─── DATA UNDER STUDY ───

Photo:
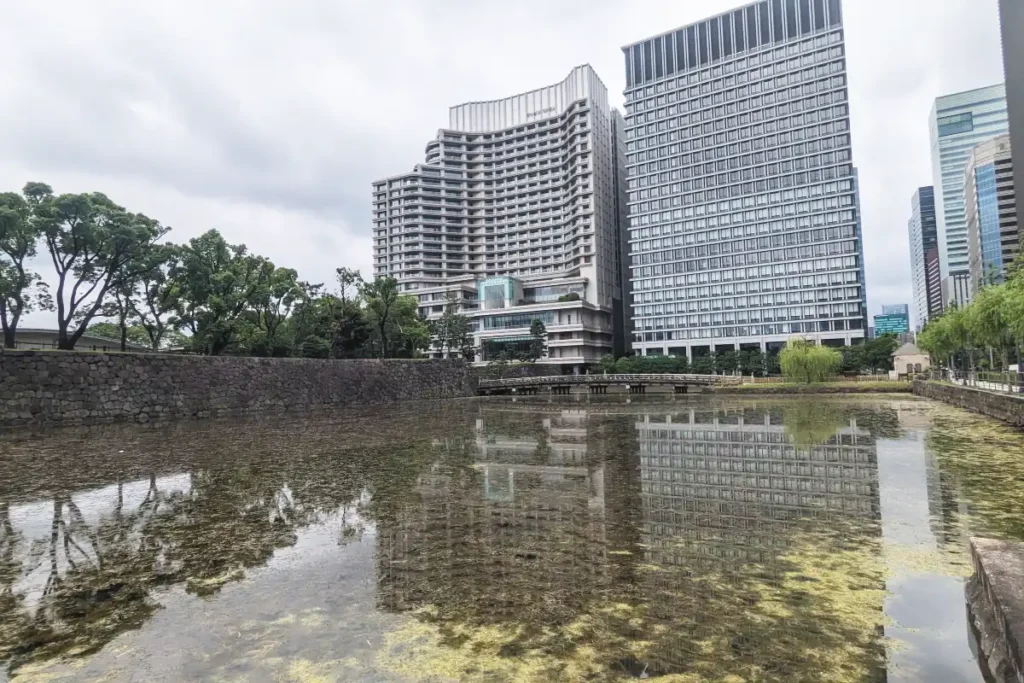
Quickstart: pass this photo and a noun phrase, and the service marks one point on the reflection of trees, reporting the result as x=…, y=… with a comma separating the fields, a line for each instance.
x=981, y=475
x=541, y=586
x=812, y=423
x=95, y=582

───

- _TASK TO CARRY OUT_
Set down the full listing above with its wording unchanged. Leave out its images.

- _RESULT OF THIS TASK_
Photo:
Quickstart: pass this photo and a noun phrase, and the service marks one point on the reflection of trees, reporting the result as x=…, y=… with a comma separating the fields, a line for each instance.
x=981, y=475
x=541, y=586
x=812, y=423
x=95, y=582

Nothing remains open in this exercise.